[ACTION ITEM]:
Copy the Huey 803 passage below from "A few years" up to and including "group had donated.", renaming every "brothers" as "siblings".

[EXCERPTED TEXT]:

Jackson served with the U.S. Army First Infantry Division in Vietnam in 1968 and 1969.

“The Hueys had three main uses in Vietnam,” Jackson recalled. “First, they were used for medical evacuation. Second, they were used to resupply ammunition or water or even to deliver mail. And third, they were used for troop transport. So for us, most times these helicopters brought good news – either you were being moved out for medical help, you were getting supplies, or you were being transported out.”

For these very reasons, these particular helicopters “represented the sound of hope,” according to Ray O’Keefe, former executive director of the Niagara Aerospace Museum. He also played a vital role in creating this special event to honor veterans.

And this visit will be even more poignant because it will serve as a homecoming for the Huey 803 – so named for its tail number – when it flies in next weekend.

O’Keefe explained that the Huey 803 had been given to the Burgard Vocational High School in Buffalo for its aviation program, following the helicopter’s extensive service in Vietnam. Students used the helicopter as a hands-on teaching tool and when the aviation program was dropped, the helicopter was donated to the Niagara Aerospace Museum, he said.

“It was pretty beat up and had been sitting outside,” O’Keefe recalled. “We stored it at the Buffalo Airfield. It was full of bees and we thought it was beyond repair.”

A few years later, in 2004, two Indiana brothers were passing through Niagara Falls, hauling a trailer with a Huey 369 they had just purchased in Bangor, Maine, and looked O’Keefe up. They formed a fast and enduring friendship and the decision was later made to donate the Niagara Aerospace Museum’s Huey 803 to John and Alan Walker. The brothers, who have military backgrounds, were starting the American Huey 369 organization in Peru, Ind., with an eye toward restoration and preservation and one day creating the National American Huey Historical Museum near the Grissom Air Force Base.

O’Keefe attended an event in Indiana, less than a year later and saw the Huey 803 his group had donated.

“I had tears in my eyes,” he recalled. “It looked like it had just come off the assembly line. We were floored.”

Stored data

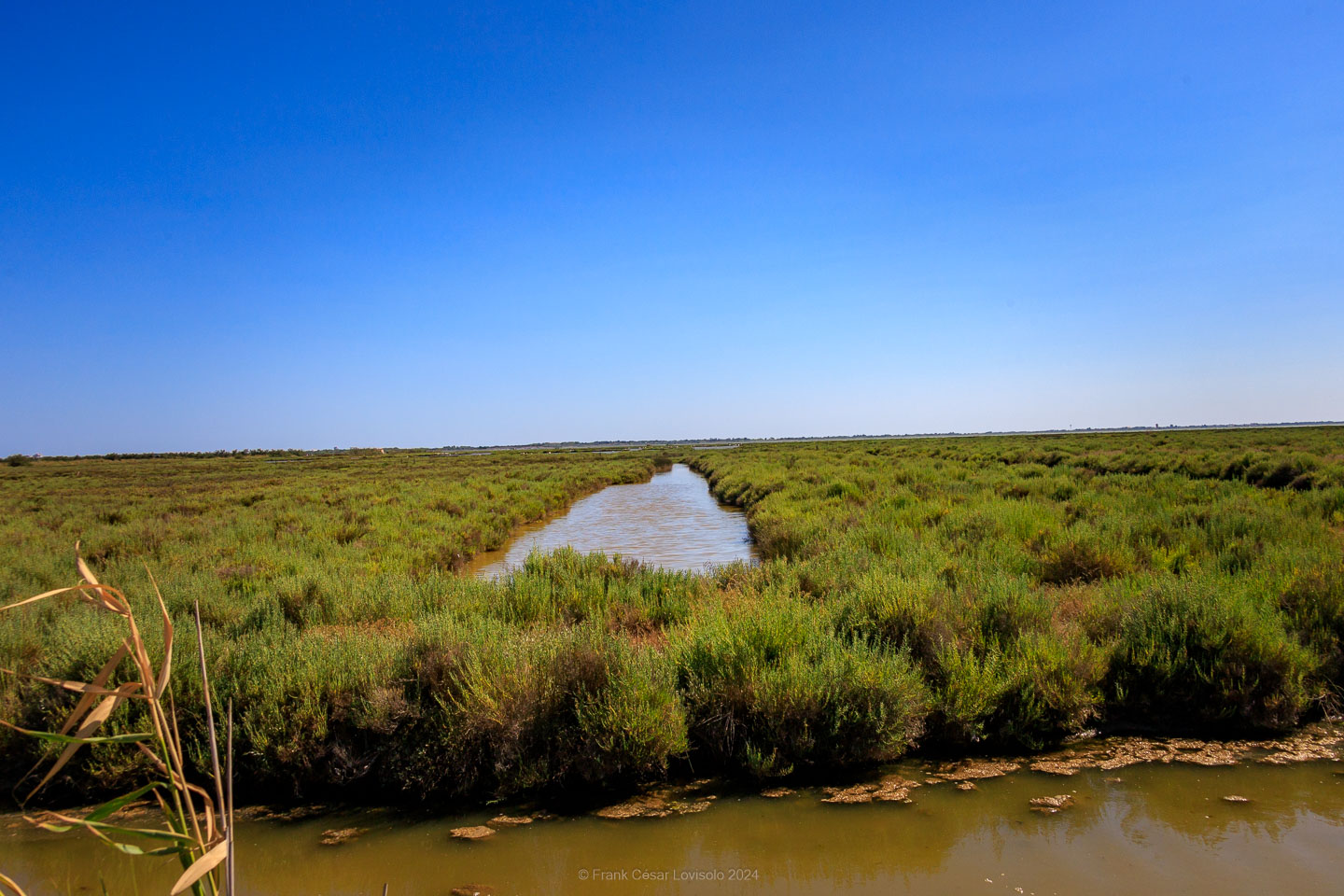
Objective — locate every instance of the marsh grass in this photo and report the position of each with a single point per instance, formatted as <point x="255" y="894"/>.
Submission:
<point x="198" y="825"/>
<point x="937" y="594"/>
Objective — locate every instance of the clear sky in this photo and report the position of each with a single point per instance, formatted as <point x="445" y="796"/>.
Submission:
<point x="489" y="223"/>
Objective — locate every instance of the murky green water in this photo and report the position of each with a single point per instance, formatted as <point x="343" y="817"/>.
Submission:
<point x="1159" y="829"/>
<point x="669" y="522"/>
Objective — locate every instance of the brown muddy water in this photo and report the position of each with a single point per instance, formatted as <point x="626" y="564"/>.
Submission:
<point x="1142" y="829"/>
<point x="669" y="522"/>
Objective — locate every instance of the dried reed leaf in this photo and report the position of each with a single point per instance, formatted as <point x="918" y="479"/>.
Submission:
<point x="161" y="684"/>
<point x="84" y="734"/>
<point x="7" y="883"/>
<point x="69" y="739"/>
<point x="84" y="567"/>
<point x="101" y="679"/>
<point x="113" y="806"/>
<point x="78" y="687"/>
<point x="40" y="596"/>
<point x="153" y="833"/>
<point x="201" y="868"/>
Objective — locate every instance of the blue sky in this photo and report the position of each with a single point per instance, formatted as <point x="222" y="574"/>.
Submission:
<point x="434" y="225"/>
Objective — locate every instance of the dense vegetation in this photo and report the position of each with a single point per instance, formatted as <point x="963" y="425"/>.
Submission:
<point x="946" y="594"/>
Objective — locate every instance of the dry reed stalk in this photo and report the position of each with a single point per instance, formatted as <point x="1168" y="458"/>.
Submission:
<point x="201" y="850"/>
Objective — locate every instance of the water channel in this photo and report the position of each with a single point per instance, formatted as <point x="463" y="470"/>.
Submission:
<point x="669" y="522"/>
<point x="1155" y="829"/>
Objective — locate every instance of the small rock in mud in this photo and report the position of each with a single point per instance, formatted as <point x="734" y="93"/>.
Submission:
<point x="855" y="794"/>
<point x="477" y="832"/>
<point x="977" y="768"/>
<point x="297" y="813"/>
<point x="511" y="821"/>
<point x="890" y="789"/>
<point x="653" y="805"/>
<point x="342" y="835"/>
<point x="1054" y="767"/>
<point x="1051" y="805"/>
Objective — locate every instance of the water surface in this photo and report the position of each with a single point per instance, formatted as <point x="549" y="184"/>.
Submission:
<point x="1159" y="829"/>
<point x="669" y="522"/>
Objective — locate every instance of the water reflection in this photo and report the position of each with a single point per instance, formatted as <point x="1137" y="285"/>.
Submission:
<point x="669" y="522"/>
<point x="1159" y="829"/>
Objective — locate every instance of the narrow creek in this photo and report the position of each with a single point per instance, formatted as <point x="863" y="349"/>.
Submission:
<point x="1136" y="816"/>
<point x="669" y="522"/>
<point x="1151" y="828"/>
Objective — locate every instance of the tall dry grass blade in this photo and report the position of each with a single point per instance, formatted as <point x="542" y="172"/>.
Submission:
<point x="201" y="868"/>
<point x="168" y="635"/>
<point x="39" y="596"/>
<point x="84" y="567"/>
<point x="86" y="730"/>
<point x="101" y="679"/>
<point x="230" y="887"/>
<point x="210" y="719"/>
<point x="7" y="883"/>
<point x="78" y="687"/>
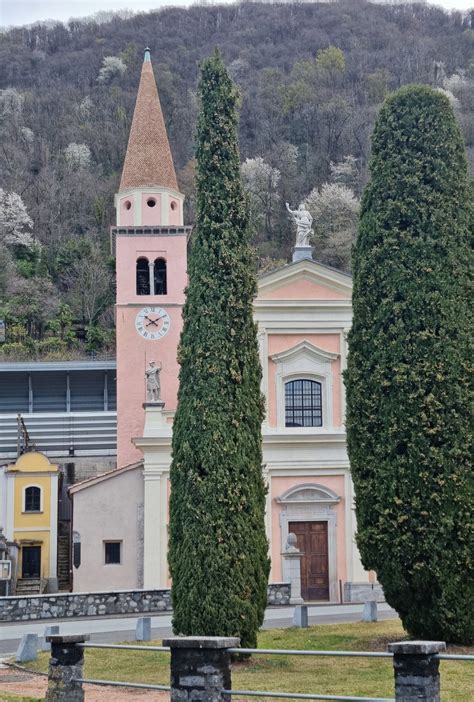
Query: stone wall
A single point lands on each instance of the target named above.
(279, 594)
(363, 592)
(92, 604)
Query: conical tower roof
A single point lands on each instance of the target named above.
(148, 161)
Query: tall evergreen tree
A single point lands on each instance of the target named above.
(218, 548)
(407, 379)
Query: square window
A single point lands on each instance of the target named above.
(113, 552)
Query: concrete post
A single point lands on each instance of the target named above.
(416, 670)
(28, 648)
(201, 668)
(66, 664)
(300, 616)
(49, 631)
(292, 569)
(143, 629)
(369, 613)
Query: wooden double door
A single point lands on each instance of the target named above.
(312, 540)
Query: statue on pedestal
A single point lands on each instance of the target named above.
(153, 386)
(303, 220)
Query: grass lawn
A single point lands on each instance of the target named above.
(336, 676)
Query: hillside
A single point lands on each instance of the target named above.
(312, 77)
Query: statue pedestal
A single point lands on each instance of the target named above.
(302, 252)
(154, 419)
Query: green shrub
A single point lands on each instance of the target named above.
(218, 548)
(410, 347)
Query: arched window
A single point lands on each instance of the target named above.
(160, 276)
(303, 404)
(32, 499)
(143, 277)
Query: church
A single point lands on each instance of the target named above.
(303, 314)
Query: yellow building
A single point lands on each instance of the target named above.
(31, 487)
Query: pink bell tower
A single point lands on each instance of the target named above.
(150, 247)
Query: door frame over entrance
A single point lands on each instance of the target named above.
(312, 502)
(23, 552)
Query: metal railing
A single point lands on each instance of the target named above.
(414, 657)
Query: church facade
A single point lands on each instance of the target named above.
(303, 313)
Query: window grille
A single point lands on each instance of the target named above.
(33, 499)
(143, 277)
(160, 277)
(113, 552)
(303, 404)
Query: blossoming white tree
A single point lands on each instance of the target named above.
(14, 220)
(78, 156)
(111, 66)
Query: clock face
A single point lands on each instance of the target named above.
(152, 323)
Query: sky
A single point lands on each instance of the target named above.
(18, 12)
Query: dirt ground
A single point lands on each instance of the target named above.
(33, 685)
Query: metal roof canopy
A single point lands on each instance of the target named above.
(33, 366)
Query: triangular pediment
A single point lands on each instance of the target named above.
(305, 280)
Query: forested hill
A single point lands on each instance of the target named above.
(312, 77)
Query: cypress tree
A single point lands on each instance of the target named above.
(218, 548)
(408, 394)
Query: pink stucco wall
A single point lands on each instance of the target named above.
(302, 289)
(284, 342)
(133, 351)
(278, 487)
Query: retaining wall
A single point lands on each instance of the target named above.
(363, 592)
(92, 604)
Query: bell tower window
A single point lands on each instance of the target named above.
(160, 277)
(143, 277)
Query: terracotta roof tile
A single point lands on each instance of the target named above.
(148, 161)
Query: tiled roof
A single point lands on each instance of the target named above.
(148, 161)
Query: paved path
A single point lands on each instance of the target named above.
(116, 629)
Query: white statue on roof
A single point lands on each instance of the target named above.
(303, 220)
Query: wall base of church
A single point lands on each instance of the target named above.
(113, 603)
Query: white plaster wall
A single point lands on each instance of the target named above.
(111, 510)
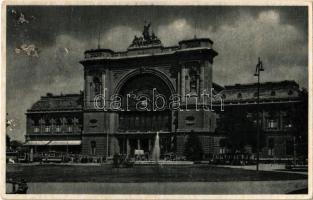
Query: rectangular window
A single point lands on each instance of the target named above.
(287, 123)
(58, 129)
(47, 129)
(36, 130)
(272, 124)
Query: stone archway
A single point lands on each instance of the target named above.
(137, 128)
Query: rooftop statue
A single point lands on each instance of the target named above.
(146, 39)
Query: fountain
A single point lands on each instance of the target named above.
(156, 149)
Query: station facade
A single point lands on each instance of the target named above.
(129, 96)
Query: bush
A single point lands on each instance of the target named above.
(193, 148)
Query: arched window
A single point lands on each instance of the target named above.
(97, 86)
(58, 124)
(93, 147)
(255, 94)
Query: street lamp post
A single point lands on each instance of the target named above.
(259, 68)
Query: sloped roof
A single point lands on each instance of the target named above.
(269, 91)
(61, 102)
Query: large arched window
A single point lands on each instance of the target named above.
(97, 86)
(93, 146)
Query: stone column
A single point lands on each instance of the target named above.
(31, 154)
(103, 89)
(127, 147)
(88, 93)
(201, 78)
(149, 143)
(138, 143)
(183, 84)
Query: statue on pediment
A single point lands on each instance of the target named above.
(146, 39)
(145, 33)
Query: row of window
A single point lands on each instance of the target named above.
(273, 124)
(38, 122)
(273, 93)
(58, 129)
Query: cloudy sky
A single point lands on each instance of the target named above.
(61, 34)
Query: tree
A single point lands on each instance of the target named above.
(193, 148)
(239, 126)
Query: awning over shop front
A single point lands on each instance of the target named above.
(53, 142)
(36, 143)
(64, 142)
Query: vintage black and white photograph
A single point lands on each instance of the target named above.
(157, 99)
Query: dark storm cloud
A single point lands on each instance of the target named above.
(63, 33)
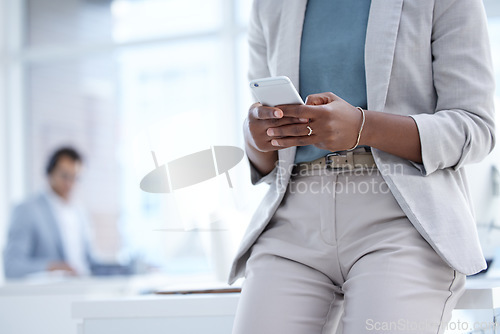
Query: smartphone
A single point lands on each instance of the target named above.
(274, 91)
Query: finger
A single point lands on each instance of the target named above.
(321, 98)
(293, 141)
(297, 111)
(270, 123)
(263, 112)
(292, 130)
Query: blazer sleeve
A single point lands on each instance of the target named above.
(258, 68)
(17, 253)
(462, 129)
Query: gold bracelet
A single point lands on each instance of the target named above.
(360, 129)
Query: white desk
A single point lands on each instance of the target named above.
(28, 306)
(214, 313)
(176, 314)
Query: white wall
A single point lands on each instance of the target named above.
(3, 136)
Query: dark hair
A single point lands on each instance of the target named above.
(62, 152)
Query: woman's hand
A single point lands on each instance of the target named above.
(335, 124)
(261, 118)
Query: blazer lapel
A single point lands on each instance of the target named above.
(288, 62)
(381, 34)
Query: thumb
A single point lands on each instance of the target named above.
(321, 98)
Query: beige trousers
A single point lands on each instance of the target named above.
(340, 256)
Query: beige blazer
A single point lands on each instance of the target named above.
(429, 59)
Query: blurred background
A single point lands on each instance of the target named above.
(118, 79)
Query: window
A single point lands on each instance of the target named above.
(120, 79)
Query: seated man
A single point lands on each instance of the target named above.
(48, 232)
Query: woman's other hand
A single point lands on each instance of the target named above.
(262, 118)
(334, 124)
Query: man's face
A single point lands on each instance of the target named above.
(63, 177)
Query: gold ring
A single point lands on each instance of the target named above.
(310, 130)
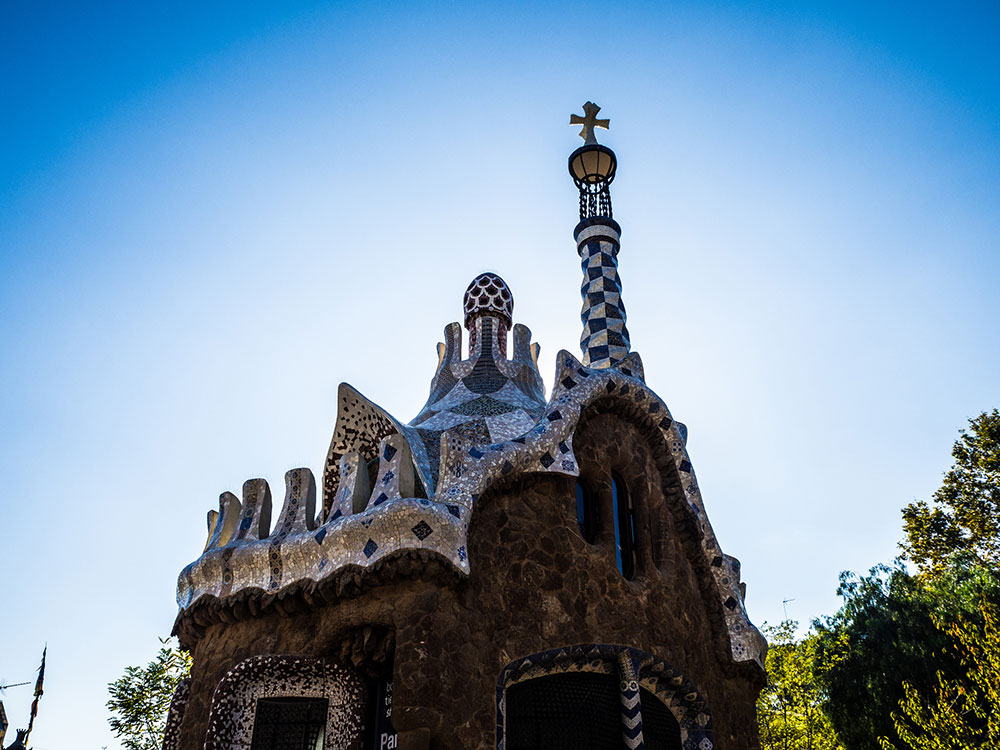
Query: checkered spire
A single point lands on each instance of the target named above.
(604, 340)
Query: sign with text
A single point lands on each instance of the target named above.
(385, 734)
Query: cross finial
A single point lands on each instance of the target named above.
(589, 122)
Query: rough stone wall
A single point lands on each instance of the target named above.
(535, 585)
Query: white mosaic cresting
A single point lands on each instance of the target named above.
(234, 704)
(486, 420)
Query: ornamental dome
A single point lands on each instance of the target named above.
(488, 294)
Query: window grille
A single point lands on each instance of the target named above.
(573, 711)
(289, 724)
(660, 729)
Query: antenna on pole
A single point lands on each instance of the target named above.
(784, 605)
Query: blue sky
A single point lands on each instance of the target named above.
(209, 217)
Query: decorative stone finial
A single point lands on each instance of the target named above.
(488, 294)
(589, 122)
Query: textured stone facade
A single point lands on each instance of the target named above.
(497, 539)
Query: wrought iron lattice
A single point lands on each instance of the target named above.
(573, 711)
(289, 724)
(595, 202)
(660, 729)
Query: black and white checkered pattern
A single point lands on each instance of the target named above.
(604, 340)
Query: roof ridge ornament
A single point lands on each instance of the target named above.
(589, 122)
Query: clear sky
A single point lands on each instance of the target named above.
(211, 216)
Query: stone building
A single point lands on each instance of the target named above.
(504, 570)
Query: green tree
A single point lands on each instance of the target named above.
(962, 712)
(964, 513)
(882, 636)
(140, 698)
(789, 709)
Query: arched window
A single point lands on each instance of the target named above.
(598, 697)
(624, 528)
(289, 724)
(586, 517)
(575, 711)
(660, 729)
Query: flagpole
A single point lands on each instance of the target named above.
(38, 694)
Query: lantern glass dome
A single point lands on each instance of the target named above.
(592, 165)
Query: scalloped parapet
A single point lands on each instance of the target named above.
(363, 525)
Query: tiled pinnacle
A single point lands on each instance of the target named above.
(604, 341)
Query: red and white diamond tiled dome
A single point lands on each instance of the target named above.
(488, 294)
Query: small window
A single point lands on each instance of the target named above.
(289, 724)
(624, 528)
(660, 729)
(586, 518)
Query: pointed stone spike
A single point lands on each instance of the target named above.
(213, 519)
(354, 488)
(255, 521)
(522, 343)
(229, 516)
(298, 513)
(452, 344)
(395, 471)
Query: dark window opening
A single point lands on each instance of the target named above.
(660, 729)
(573, 711)
(586, 517)
(289, 724)
(624, 528)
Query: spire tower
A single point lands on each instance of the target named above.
(605, 340)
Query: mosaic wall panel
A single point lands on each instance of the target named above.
(634, 669)
(605, 340)
(231, 717)
(486, 420)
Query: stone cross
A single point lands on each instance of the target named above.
(589, 122)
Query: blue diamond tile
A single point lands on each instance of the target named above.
(422, 530)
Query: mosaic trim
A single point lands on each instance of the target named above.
(634, 669)
(485, 421)
(234, 704)
(175, 715)
(605, 339)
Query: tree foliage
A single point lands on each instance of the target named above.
(964, 711)
(964, 513)
(789, 709)
(883, 636)
(140, 698)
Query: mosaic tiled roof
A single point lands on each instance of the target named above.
(393, 488)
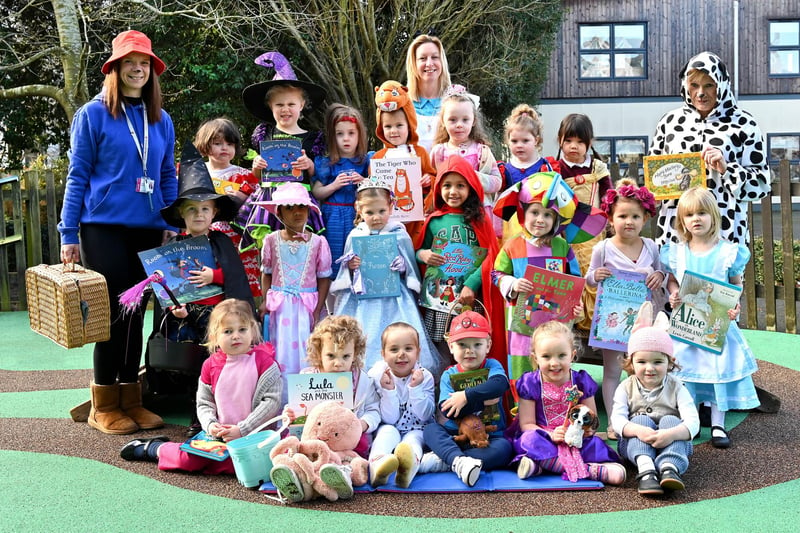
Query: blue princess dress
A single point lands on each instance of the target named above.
(724, 379)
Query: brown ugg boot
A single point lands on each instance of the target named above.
(130, 401)
(105, 414)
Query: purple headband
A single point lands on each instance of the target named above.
(640, 194)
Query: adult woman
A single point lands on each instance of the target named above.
(121, 173)
(731, 142)
(428, 77)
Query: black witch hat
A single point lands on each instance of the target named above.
(194, 183)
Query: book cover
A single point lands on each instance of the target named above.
(403, 175)
(174, 261)
(206, 446)
(702, 317)
(376, 253)
(308, 390)
(279, 154)
(667, 176)
(553, 297)
(616, 307)
(464, 380)
(442, 285)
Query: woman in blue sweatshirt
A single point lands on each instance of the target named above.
(121, 174)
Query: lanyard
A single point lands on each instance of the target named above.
(142, 153)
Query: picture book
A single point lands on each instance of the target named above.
(442, 285)
(403, 175)
(667, 176)
(616, 307)
(279, 154)
(308, 390)
(463, 380)
(206, 446)
(553, 296)
(376, 253)
(702, 317)
(174, 261)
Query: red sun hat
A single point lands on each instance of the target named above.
(132, 41)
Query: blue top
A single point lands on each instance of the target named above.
(104, 167)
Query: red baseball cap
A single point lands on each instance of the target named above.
(132, 41)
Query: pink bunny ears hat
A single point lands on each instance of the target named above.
(649, 335)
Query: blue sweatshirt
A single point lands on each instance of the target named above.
(104, 167)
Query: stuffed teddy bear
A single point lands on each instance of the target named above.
(471, 430)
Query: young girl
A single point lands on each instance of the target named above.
(280, 103)
(724, 380)
(461, 132)
(337, 175)
(538, 431)
(628, 208)
(219, 141)
(374, 206)
(240, 389)
(653, 411)
(459, 217)
(406, 392)
(539, 243)
(588, 176)
(296, 269)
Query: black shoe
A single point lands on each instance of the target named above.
(720, 442)
(671, 480)
(649, 484)
(128, 451)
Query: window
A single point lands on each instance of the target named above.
(612, 51)
(784, 146)
(622, 150)
(784, 48)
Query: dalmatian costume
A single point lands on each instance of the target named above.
(735, 133)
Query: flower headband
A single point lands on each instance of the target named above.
(640, 194)
(460, 90)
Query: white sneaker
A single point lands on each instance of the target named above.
(468, 469)
(432, 463)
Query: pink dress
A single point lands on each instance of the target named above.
(294, 266)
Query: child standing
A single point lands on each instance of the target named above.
(339, 173)
(628, 208)
(239, 391)
(725, 380)
(460, 132)
(280, 103)
(407, 403)
(544, 208)
(587, 175)
(296, 269)
(219, 140)
(470, 339)
(460, 217)
(544, 400)
(374, 206)
(653, 411)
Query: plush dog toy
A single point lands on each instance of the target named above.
(582, 421)
(471, 430)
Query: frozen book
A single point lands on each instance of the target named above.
(616, 307)
(442, 285)
(553, 297)
(206, 446)
(174, 261)
(667, 176)
(308, 390)
(702, 317)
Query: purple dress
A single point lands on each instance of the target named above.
(551, 409)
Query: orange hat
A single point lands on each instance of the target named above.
(132, 41)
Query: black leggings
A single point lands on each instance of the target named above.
(112, 251)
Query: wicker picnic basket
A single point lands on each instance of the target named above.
(68, 304)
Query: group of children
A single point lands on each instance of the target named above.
(523, 212)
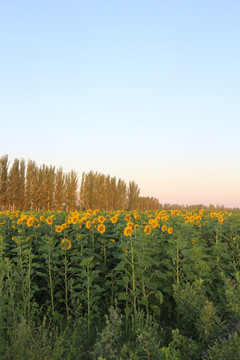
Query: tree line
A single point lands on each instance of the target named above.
(26, 186)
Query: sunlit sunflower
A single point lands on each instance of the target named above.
(30, 222)
(128, 231)
(164, 228)
(101, 228)
(147, 230)
(59, 229)
(74, 220)
(49, 221)
(88, 224)
(101, 219)
(170, 230)
(66, 244)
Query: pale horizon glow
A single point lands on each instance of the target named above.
(144, 91)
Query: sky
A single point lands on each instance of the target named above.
(142, 90)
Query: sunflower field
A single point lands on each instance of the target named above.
(120, 285)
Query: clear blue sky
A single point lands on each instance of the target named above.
(141, 90)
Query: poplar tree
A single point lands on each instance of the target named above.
(133, 195)
(3, 181)
(13, 185)
(21, 190)
(60, 189)
(71, 190)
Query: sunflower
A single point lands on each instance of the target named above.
(30, 222)
(147, 230)
(49, 221)
(59, 228)
(88, 224)
(113, 219)
(128, 231)
(170, 230)
(66, 244)
(101, 228)
(164, 228)
(74, 219)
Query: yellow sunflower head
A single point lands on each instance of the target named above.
(128, 231)
(66, 244)
(101, 228)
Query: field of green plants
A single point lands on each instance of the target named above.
(95, 285)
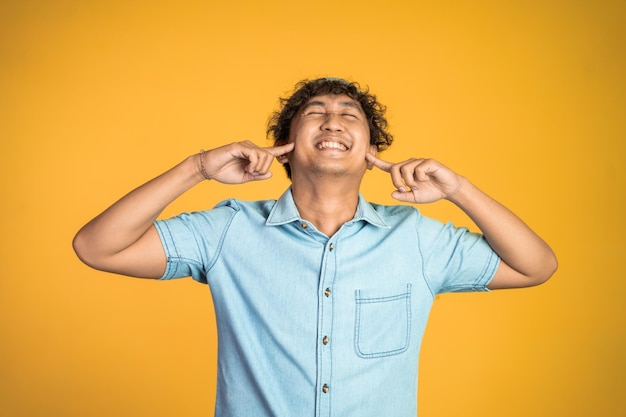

[RESPONSE]:
A few years later, in 2004, two Indiana siblings were passing through Niagara Falls, hauling a trailer with a Huey 369 they had just purchased in Bangor, Maine, and looked O’Keefe up. They formed a fast and enduring friendship and the decision was later made to donate the Niagara Aerospace Museum’s Huey 803 to John and Alan Walker. The siblings, who have military backgrounds, were starting the American Huey 369 organization in Peru, Ind., with an eye toward restoration and preservation and one day creating the National American Huey Historical Museum near the Grissom Air Force Base.

O’Keefe attended an event in Indiana, less than a year later and saw the Huey 803 his group had donated.